THE PROBLEM >> Quote the listing below in its entirety, omitting every image.

* * * * * * * * *

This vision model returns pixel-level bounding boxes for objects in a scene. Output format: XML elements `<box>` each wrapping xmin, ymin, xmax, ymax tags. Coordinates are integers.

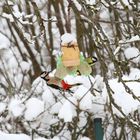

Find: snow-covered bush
<box><xmin>0</xmin><ymin>0</ymin><xmax>140</xmax><ymax>140</ymax></box>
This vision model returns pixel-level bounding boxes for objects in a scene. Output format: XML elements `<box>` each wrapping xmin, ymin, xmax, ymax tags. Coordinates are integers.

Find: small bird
<box><xmin>85</xmin><ymin>56</ymin><xmax>98</xmax><ymax>66</ymax></box>
<box><xmin>40</xmin><ymin>71</ymin><xmax>82</xmax><ymax>93</ymax></box>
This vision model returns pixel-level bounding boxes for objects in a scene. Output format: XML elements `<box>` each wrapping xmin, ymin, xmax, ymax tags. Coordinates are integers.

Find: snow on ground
<box><xmin>25</xmin><ymin>98</ymin><xmax>44</xmax><ymax>121</ymax></box>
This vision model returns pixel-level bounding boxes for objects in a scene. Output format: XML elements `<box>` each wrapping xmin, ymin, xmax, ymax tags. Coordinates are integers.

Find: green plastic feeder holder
<box><xmin>94</xmin><ymin>118</ymin><xmax>103</xmax><ymax>140</ymax></box>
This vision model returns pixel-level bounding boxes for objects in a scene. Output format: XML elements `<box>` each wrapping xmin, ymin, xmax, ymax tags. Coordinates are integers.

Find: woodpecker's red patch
<box><xmin>61</xmin><ymin>80</ymin><xmax>72</xmax><ymax>90</ymax></box>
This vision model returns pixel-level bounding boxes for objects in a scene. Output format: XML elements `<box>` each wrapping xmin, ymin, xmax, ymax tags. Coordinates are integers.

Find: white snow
<box><xmin>8</xmin><ymin>98</ymin><xmax>25</xmax><ymax>117</ymax></box>
<box><xmin>0</xmin><ymin>102</ymin><xmax>6</xmax><ymax>113</ymax></box>
<box><xmin>25</xmin><ymin>98</ymin><xmax>44</xmax><ymax>121</ymax></box>
<box><xmin>80</xmin><ymin>137</ymin><xmax>90</xmax><ymax>140</ymax></box>
<box><xmin>58</xmin><ymin>97</ymin><xmax>77</xmax><ymax>122</ymax></box>
<box><xmin>20</xmin><ymin>61</ymin><xmax>31</xmax><ymax>72</ymax></box>
<box><xmin>2</xmin><ymin>13</ymin><xmax>14</xmax><ymax>22</ymax></box>
<box><xmin>73</xmin><ymin>86</ymin><xmax>93</xmax><ymax>110</ymax></box>
<box><xmin>86</xmin><ymin>0</ymin><xmax>96</xmax><ymax>5</ymax></box>
<box><xmin>0</xmin><ymin>131</ymin><xmax>30</xmax><ymax>140</ymax></box>
<box><xmin>103</xmin><ymin>77</ymin><xmax>140</xmax><ymax>115</ymax></box>
<box><xmin>124</xmin><ymin>47</ymin><xmax>140</xmax><ymax>63</ymax></box>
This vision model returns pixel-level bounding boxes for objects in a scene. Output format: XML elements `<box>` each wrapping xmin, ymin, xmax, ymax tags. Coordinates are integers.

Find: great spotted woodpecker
<box><xmin>40</xmin><ymin>71</ymin><xmax>82</xmax><ymax>92</ymax></box>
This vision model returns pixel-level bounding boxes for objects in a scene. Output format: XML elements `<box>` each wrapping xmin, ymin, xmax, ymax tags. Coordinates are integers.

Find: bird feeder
<box><xmin>61</xmin><ymin>42</ymin><xmax>80</xmax><ymax>67</ymax></box>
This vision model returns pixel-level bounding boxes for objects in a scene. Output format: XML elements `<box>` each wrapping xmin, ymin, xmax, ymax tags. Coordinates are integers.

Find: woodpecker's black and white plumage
<box><xmin>40</xmin><ymin>71</ymin><xmax>81</xmax><ymax>92</ymax></box>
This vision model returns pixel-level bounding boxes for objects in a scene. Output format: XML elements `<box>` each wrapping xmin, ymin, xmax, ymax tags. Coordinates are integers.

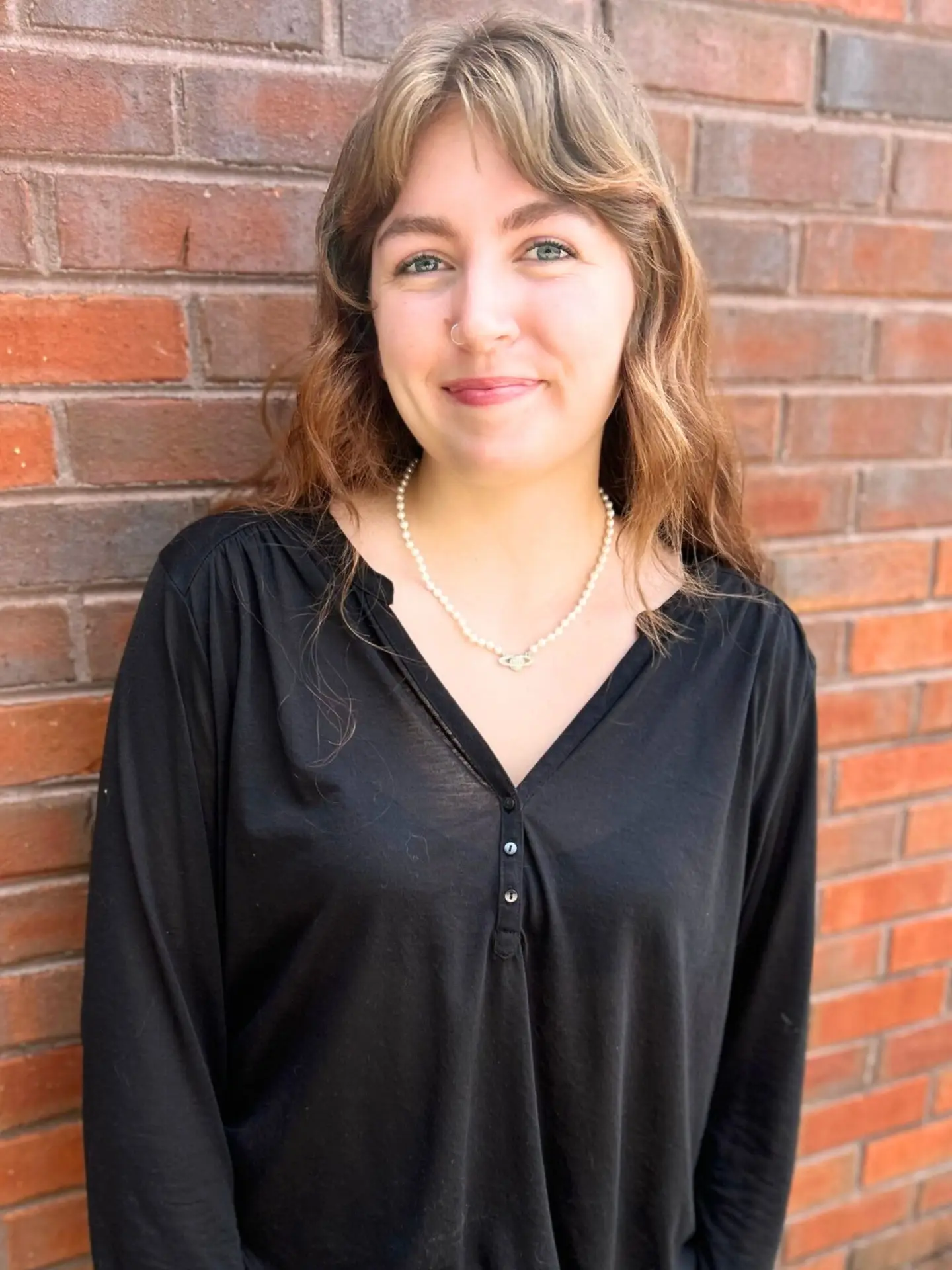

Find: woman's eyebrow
<box><xmin>377</xmin><ymin>198</ymin><xmax>594</xmax><ymax>246</ymax></box>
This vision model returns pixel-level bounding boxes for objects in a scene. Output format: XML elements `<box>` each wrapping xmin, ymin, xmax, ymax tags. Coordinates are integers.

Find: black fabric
<box><xmin>83</xmin><ymin>512</ymin><xmax>816</xmax><ymax>1270</ymax></box>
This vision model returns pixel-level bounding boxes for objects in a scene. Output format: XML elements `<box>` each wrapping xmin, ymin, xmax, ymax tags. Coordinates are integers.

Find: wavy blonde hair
<box><xmin>221</xmin><ymin>9</ymin><xmax>770</xmax><ymax>648</ymax></box>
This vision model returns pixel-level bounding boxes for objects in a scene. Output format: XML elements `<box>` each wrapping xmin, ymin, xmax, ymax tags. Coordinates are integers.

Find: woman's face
<box><xmin>371</xmin><ymin>105</ymin><xmax>635</xmax><ymax>476</ymax></box>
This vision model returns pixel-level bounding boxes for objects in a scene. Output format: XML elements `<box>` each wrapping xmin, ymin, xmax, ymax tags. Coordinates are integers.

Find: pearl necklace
<box><xmin>396</xmin><ymin>458</ymin><xmax>614</xmax><ymax>671</ymax></box>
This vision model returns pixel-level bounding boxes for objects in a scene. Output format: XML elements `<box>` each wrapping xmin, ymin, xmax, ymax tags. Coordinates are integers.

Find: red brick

* * * * * * * * *

WRITTEN SOLUTION >>
This vision model returns pixel-level bounding boxes for objects in a scene. Output format: XML elements `<box>` each wrapping xmin, ymin, xmax, ymax tags. Coordinates are integers.


Find: snow-covered bush
<box><xmin>0</xmin><ymin>0</ymin><xmax>140</xmax><ymax>140</ymax></box>
This vision model returns pixel-level bounding boxes for objects in a scene. Output format: XML elements `<box>` each wrapping xmin, ymin, xmax, ymax tags. Coordinates are integers.

Find: small bird
<box><xmin>85</xmin><ymin>56</ymin><xmax>98</xmax><ymax>66</ymax></box>
<box><xmin>40</xmin><ymin>71</ymin><xmax>82</xmax><ymax>93</ymax></box>
This vision model returns pixel-level bounding boxes for objects in a scene. Output format: XML elements `<box>` each wrapping xmin, ymin, xmax, ymax tags. Coordinates are integers.

Find: snow on ground
<box><xmin>25</xmin><ymin>98</ymin><xmax>44</xmax><ymax>121</ymax></box>
This vision model returns pixel-level bounding boxes for objects in a scene. Output format: XML elements `<box>` each wrapping xmin, ymin, xmax, ymax tags. Coordinates are integers.

Find: green plastic feeder holder
<box><xmin>94</xmin><ymin>118</ymin><xmax>103</xmax><ymax>140</ymax></box>
This vision model returns pixel-level bounding boxes for objects in a scene. Output format: XML elements `<box>` each wrapping xmin, ymin, xmax, ymax tags. Coordinates are integers.

Find: woodpecker's red patch
<box><xmin>61</xmin><ymin>80</ymin><xmax>72</xmax><ymax>90</ymax></box>
This vision model returns pixel-level bounding boxes for objects in a scene. Output format: XML elements `<box>` each wrapping xmin, ymin, xmax, ymax tags. Coordinates are integers.

Find: white snow
<box><xmin>8</xmin><ymin>98</ymin><xmax>25</xmax><ymax>117</ymax></box>
<box><xmin>0</xmin><ymin>102</ymin><xmax>6</xmax><ymax>113</ymax></box>
<box><xmin>25</xmin><ymin>98</ymin><xmax>44</xmax><ymax>121</ymax></box>
<box><xmin>80</xmin><ymin>137</ymin><xmax>90</xmax><ymax>140</ymax></box>
<box><xmin>58</xmin><ymin>97</ymin><xmax>77</xmax><ymax>122</ymax></box>
<box><xmin>20</xmin><ymin>61</ymin><xmax>31</xmax><ymax>72</ymax></box>
<box><xmin>2</xmin><ymin>13</ymin><xmax>14</xmax><ymax>22</ymax></box>
<box><xmin>73</xmin><ymin>86</ymin><xmax>93</xmax><ymax>110</ymax></box>
<box><xmin>86</xmin><ymin>0</ymin><xmax>96</xmax><ymax>5</ymax></box>
<box><xmin>0</xmin><ymin>131</ymin><xmax>30</xmax><ymax>140</ymax></box>
<box><xmin>103</xmin><ymin>77</ymin><xmax>140</xmax><ymax>115</ymax></box>
<box><xmin>124</xmin><ymin>47</ymin><xmax>140</xmax><ymax>63</ymax></box>
This vision model returns pixel-level bounding boxes for objects in a scene. Output format: XML elements `<box>` each wrapping xmin, ymin, xmax, ymax tags. Coordinates are integers.

Find: great spotted woodpecker
<box><xmin>40</xmin><ymin>71</ymin><xmax>82</xmax><ymax>92</ymax></box>
This vision model returns pixel-level bounding boxes for objects in a scene. Output format: XML elements `<box>` each wrapping xmin, ymin, xmax, ymax tags. Coordinates are integers.

Find: bird feeder
<box><xmin>61</xmin><ymin>42</ymin><xmax>80</xmax><ymax>67</ymax></box>
This vision model returns pixel-level bounding boxes for objects in a scene. Output format: XML elements `<box>` each wrapping xmin, ymin, xmax, ymax tags. Coordinates are integers.

Find: woodpecker's black and white plumage
<box><xmin>40</xmin><ymin>71</ymin><xmax>81</xmax><ymax>92</ymax></box>
This vision model returns pixel-level bounding boxes for objects in a scene. Output format: XML elements `<box>` each wrapping xmin, ymin, xmax, ymax tags. Coordinates are integers.


Find: woman's eyebrow
<box><xmin>377</xmin><ymin>198</ymin><xmax>594</xmax><ymax>246</ymax></box>
This vision model returns pixel-level bounding boxes for objects in a scene. Output format: XML elements `<box>` each wrapping xmin, ymin, xmax, ymax tags. Coordinates are integers.

Find: black fabric
<box><xmin>83</xmin><ymin>512</ymin><xmax>816</xmax><ymax>1270</ymax></box>
This vision model returns pixel-level bounding boxes for objects in a scene. Output format: XML elements `<box>` each wrapping xmin, ymin, xmax, ymax tags. Coordinates are integers.

Find: wavy blonde hair
<box><xmin>221</xmin><ymin>9</ymin><xmax>770</xmax><ymax>648</ymax></box>
This vision model returns pixel-level bounding boxes for objects in a scene. Output format: XML elements `<box>` each wrapping xmin, ymin, xmax, ymax tags. Coordinates are integers.

Find: woman's face
<box><xmin>371</xmin><ymin>105</ymin><xmax>635</xmax><ymax>476</ymax></box>
This vision model returns pixel-level bounding boxes for objects in a scene. Output format: XML elements `<box>` each wrapping xmin, ymin, xmax, ymax tags. Coordinates are integers.

Find: pearl necklace
<box><xmin>396</xmin><ymin>458</ymin><xmax>614</xmax><ymax>671</ymax></box>
This vision model returns pixel-level bounding boxes for objects in a scene. Output format: XML elements `<box>` each wrapping xmin, ymin, xmax, ymax tags. Coordinates are integers.

Find: red brick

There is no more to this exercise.